Text segment START
Life Has Been So Hard-My Loss

Tim and his sister April.  2020
 On February 3rd. My youngest son, Tim, passed away. My grief can not be described. My loss is overwhelming. How does someone survive? How does a mother go on? What do I do with the rest of my life?

My son loved me unconditionally. He loved me like no one ever has.  His love for me was a true love I will never find again. 

He was the happiest guy I have ever met. He had open-heart surgery at the age of 11 months. He went through lung surgery in 2020 for pneumonia. He pulled through these like a champ. Was fine until January 2022, when he contracted covid. He pulled through this and also viral pneumonia and bacterial pneumonia.  He had 2 wonderful weeks at home with his family. He was so happy to be at home. Then Thursday at 8:00 P.M. he died suddenly while on his bed, getting ready to watch one of his favorite shows.
Text segment END
Task set:
(1) Name every illness or surgery that the post about Tim says he went through.
(2) In the post about Tim, how old was he when he had open-heart surgery?
(3) Pick up the post about Tim after its final sentence and keep writing in the same voice.
The listing has no connection to the post about Tim.
Data below START
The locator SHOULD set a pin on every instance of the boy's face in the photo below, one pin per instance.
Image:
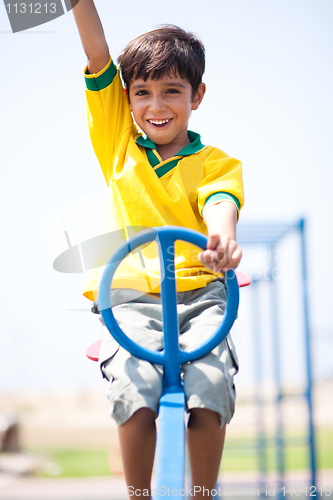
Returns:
Data below END
Answers per task:
(1) Open-heart surgery, lung surgery for pneumonia, covid, viral pneumonia, bacterial pneumonia

(2) He was 11 months old.

(3)
He is my hero. My superman. There was nothing this little guy could not endure. I let him know all the time that he was my hero. I couldn't have asked for a better friend. The love of my life is gone now and I will never be the same. 

I miss him more than anything in this world. My heart breaks every day. I cry non-stop and look at his pictures and talk to him daily. I don't know how to go on. What do I do with the rest of my life?

The one thing that gives me comfort is that I am sure, he is in Heaven with Jesus (or will be) when he comes back for his saints. Tim loved to read the Bible. He said grace every day at mealtime and prayed at night before bed. Jesus has him in his hands and Tim is in glory.